Referring expression pointing data
------------------------------------------------

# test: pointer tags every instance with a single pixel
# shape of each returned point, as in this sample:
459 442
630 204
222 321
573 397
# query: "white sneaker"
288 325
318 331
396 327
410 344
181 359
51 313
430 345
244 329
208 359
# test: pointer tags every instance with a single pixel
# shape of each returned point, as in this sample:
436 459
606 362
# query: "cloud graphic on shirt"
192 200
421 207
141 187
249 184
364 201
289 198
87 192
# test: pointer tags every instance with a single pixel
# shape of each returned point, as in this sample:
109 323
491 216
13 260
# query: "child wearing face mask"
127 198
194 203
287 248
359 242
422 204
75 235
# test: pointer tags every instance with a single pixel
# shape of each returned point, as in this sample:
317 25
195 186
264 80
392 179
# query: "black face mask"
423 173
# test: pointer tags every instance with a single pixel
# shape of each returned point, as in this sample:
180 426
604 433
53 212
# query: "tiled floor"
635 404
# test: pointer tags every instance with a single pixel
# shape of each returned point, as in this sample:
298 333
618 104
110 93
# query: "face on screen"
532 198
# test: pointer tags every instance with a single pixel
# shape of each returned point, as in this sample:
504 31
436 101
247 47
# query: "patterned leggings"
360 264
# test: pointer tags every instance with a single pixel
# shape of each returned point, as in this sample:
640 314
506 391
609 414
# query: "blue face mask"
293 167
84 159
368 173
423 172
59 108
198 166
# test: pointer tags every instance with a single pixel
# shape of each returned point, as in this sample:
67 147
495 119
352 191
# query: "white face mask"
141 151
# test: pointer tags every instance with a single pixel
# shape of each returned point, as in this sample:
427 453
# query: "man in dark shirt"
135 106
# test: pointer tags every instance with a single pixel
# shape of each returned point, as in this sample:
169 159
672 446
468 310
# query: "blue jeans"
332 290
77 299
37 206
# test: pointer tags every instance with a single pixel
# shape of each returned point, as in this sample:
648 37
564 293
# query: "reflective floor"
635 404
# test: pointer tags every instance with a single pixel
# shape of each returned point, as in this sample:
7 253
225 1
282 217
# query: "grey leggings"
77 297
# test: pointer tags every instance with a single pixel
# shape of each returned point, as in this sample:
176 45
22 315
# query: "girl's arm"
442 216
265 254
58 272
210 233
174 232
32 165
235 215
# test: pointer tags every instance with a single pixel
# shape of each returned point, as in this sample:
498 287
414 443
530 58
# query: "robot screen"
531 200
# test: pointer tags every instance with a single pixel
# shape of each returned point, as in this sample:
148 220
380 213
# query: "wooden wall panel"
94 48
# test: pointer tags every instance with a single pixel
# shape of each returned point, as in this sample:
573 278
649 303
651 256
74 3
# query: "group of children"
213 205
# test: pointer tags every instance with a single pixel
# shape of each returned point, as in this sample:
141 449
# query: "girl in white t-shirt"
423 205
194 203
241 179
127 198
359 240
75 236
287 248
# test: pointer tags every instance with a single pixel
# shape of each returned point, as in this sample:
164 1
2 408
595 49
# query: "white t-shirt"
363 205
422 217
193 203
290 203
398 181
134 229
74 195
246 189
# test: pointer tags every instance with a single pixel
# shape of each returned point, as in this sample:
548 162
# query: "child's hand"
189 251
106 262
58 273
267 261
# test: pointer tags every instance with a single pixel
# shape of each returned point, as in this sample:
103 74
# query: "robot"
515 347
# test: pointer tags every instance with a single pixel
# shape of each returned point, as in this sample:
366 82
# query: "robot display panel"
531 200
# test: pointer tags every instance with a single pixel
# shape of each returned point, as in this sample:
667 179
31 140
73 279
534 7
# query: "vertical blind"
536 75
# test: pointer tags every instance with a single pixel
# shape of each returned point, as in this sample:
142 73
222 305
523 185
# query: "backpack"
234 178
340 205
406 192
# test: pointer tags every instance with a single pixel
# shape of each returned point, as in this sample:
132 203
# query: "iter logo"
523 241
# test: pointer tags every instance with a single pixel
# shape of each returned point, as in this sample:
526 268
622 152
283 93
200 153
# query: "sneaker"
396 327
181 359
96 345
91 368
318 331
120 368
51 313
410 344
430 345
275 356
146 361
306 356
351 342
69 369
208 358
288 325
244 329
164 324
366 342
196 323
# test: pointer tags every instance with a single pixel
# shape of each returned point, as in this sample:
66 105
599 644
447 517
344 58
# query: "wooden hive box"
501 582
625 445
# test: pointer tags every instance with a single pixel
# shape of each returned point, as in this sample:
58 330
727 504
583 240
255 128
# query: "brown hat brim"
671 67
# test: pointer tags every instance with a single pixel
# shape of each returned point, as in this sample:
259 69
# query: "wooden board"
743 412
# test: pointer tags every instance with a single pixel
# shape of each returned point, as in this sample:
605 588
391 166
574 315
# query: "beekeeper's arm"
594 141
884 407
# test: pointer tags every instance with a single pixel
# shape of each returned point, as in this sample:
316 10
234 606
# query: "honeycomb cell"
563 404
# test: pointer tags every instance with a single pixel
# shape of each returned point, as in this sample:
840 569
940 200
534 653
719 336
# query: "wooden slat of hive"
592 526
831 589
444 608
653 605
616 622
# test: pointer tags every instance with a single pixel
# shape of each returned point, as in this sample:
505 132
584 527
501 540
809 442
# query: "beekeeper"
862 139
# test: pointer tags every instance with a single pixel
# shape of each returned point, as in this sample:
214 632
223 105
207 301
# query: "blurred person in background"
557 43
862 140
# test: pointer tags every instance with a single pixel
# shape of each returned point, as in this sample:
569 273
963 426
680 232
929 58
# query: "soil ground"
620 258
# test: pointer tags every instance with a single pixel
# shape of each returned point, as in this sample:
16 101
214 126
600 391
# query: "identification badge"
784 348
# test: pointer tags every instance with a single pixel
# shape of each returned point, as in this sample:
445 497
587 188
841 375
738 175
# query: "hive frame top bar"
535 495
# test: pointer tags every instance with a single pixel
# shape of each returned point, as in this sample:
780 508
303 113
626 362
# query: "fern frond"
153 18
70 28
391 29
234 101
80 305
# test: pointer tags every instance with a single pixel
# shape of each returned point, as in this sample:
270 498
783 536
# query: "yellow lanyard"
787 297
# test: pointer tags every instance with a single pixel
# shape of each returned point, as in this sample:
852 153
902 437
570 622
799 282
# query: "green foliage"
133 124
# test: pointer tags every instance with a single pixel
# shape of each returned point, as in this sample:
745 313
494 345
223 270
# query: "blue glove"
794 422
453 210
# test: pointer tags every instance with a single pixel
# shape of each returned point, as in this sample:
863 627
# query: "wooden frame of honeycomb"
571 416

------------------------------------------------

The problem:
Retype each record in full, please.

Task response:
# test: pointer tags every instance with a single pixel
# shape of each returned point, as in this sample:
459 442
630 204
222 321
573 397
# query: "white sneaker"
288 325
318 331
396 327
410 344
181 359
51 313
430 345
244 329
208 359
# test: pointer tags every instance with a single pixel
# shape of each returned point, as in this sample:
436 459
606 362
# query: "cloud graphic on shirt"
192 200
421 207
141 187
249 184
364 201
289 198
87 192
# test: pointer tags every instance with a single pixel
# shape of each returned point, as in this sample:
109 323
491 216
13 260
# query: "child wearing face mask"
127 198
194 203
287 248
359 242
422 204
75 235
# test: pointer tags every instance with a single pixel
# shape of each returned point, as in this sample:
317 25
195 186
264 80
392 179
# query: "black face mask"
423 173
# test: pointer tags every instance with a single pixel
# shape of each returned point, as in this sample:
180 426
604 433
53 212
# query: "tiled floor"
635 404
# test: pointer tags every instance with a single pixel
# shape of each returned point, as in this sample:
298 333
618 104
110 93
# query: "face on screen"
532 198
# test: pointer tags every instance with a single pixel
# shape of each returned point, as in this sample:
504 31
436 101
247 47
# query: "patterned leggings"
360 264
# test: pointer tags every instance with a single pixel
# shape of each returned point, as in this sample:
640 314
506 391
609 414
# query: "blue face mask"
293 167
84 159
368 173
423 172
59 108
198 166
# test: pointer tags every instance with a single pixel
# shape of each returned point, as in this sample:
67 147
495 119
352 191
# query: "white face mask"
141 151
# test: pointer tags every instance with a single pixel
# shape of each returned point, as in this sample:
427 453
# query: "man in dark shirt"
135 106
# test: pointer tags every instance with a single pixel
# shape of each returned point, as in this sample:
169 159
672 446
468 310
# query: "blue jeans"
332 290
77 299
37 206
# test: pointer tags every instance with a single pixel
# shape of each returned point, as in this sample:
648 37
564 293
# query: "reflective floor"
635 404
# test: pointer tags every instance with a single pixel
# shape of each returned point, as in this sample:
7 253
225 1
282 217
# query: "grey leggings"
77 297
# test: pointer tags every instance with a single pixel
# shape of each returned point, as in this sample:
176 45
22 315
# query: "girl's arm"
442 216
265 254
58 272
210 233
174 232
32 165
235 215
# test: pointer tags every instance with a single pixel
# shape of each returned point, as in this sample:
498 287
414 443
530 58
# query: "robot screen"
531 200
# test: pointer tags every instance with a single pixel
# shape of each returned point, as in this sample:
148 220
380 213
# query: "wooden wall panel"
94 48
# test: pointer tags every instance with a single pixel
# shape of each returned point, as in this sample:
573 278
649 303
651 256
74 3
# query: "group of children"
213 205
# test: pointer tags every instance with a single pixel
# shape of each returned point, as in this sample:
141 449
# query: "girl in white t-shirt"
423 205
194 203
241 179
127 198
359 240
75 236
287 248
# test: pointer tags every instance with a single pixel
# shape of each returned point, as in this sample:
164 1
2 408
595 49
# query: "white t-shirt"
363 205
422 217
193 203
290 203
398 181
134 229
74 195
246 189
# test: pointer tags every instance with a single pixel
# shape of each returned point, as in this sample:
548 162
# query: "child's hand"
189 251
106 262
58 273
267 261
# test: pointer tags every instance with a single pixel
# shape of each returned point, as in this sample:
103 74
# query: "robot"
515 347
# test: pointer tags every instance with a single pixel
# shape of each returned point, as in this sample:
366 82
# query: "robot display panel"
531 200
# test: pointer tags every instance with a single pixel
# shape of each returned point, as in this sample:
667 179
31 140
73 279
534 7
# query: "vertical blind"
536 75
# test: pointer tags every instance with a single pixel
# shape of each returned point, as in this sample:
142 73
222 305
523 185
# query: "backpack"
234 178
340 205
406 192
# test: pointer tags every instance with a single pixel
# shape of each returned point, as in this sample:
132 203
# query: "iter logo"
523 241
# test: pointer tags every instance with a single pixel
# shape of each returned point, as in this sample:
526 268
622 152
283 93
200 153
# query: "sneaker"
396 327
181 359
96 345
91 368
318 331
120 368
51 313
410 344
430 345
275 356
146 361
306 356
351 342
69 369
208 358
288 325
244 329
164 324
366 342
196 323
# test: pointer tags every instance with a single pixel
# shape of each returned point, as in this sample:
66 105
599 644
447 517
344 58
# query: "wooden hive box"
501 582
625 445
# test: pointer tags every instance with a single pixel
# shape of each returned point, as in this sample:
58 330
727 504
583 240
255 128
# query: "brown hat brim"
671 67
# test: pointer tags every instance with a single pixel
# shape of each returned point, as in this sample:
259 69
# query: "wooden board"
743 412
# test: pointer tags every instance with a single pixel
# shape of each returned point, as in this sample:
605 588
391 166
574 315
# query: "beekeeper's arm"
594 141
884 407
# test: pointer tags every instance with a single pixel
# shape of each returned point, as in this sample:
316 10
234 606
# query: "honeycomb cell"
563 404
# test: pointer tags every instance with a single pixel
# shape of each returned point, as in this sample:
840 569
940 200
534 653
719 336
# query: "wooden slat of hive"
592 526
831 589
444 608
653 605
616 622
# test: pointer tags every instance with a single pixel
# shape of each returned point, as in this sample:
505 132
584 527
501 540
809 442
# query: "beekeeper"
862 139
# test: pointer tags every instance with a single pixel
# shape of each returned point, as in this sample:
214 632
223 105
207 301
# query: "blurred person in background"
557 43
862 140
# test: pointer tags every instance with a single pixel
# shape of each returned point, as in this sample:
569 273
963 426
680 232
929 58
# query: "soil ground"
620 258
# test: pointer tags every instance with a single pixel
# shape of each returned point, as in this sample:
16 101
214 126
600 391
# query: "identification badge"
784 348
# test: pointer tags every instance with a single pixel
# shape of each returned point, as in this sample:
445 497
587 188
841 375
738 175
# query: "hive frame top bar"
535 495
# test: pointer tags every instance with a single pixel
# shape of each returned point, as in this sample:
780 508
303 113
626 362
# query: "fern frond"
153 18
70 28
391 29
234 101
80 305
# test: pointer tags every instance with a single pixel
# shape of each returned point, as in this sample:
270 498
783 536
# query: "yellow lanyard"
787 297
# test: pointer tags every instance with a single pixel
# shape of each returned point, as in this sample:
852 153
902 437
570 622
799 282
# query: "green foliage"
133 124
# test: pointer tags every instance with a single pixel
# shape of each returned point, as in this sample:
745 313
494 345
223 270
# query: "blue glove"
794 422
453 210
# test: pointer tags every instance with a single pixel
# shape of each returned point, as in this sample:
863 627
# query: "wooden frame of honeycomb"
571 416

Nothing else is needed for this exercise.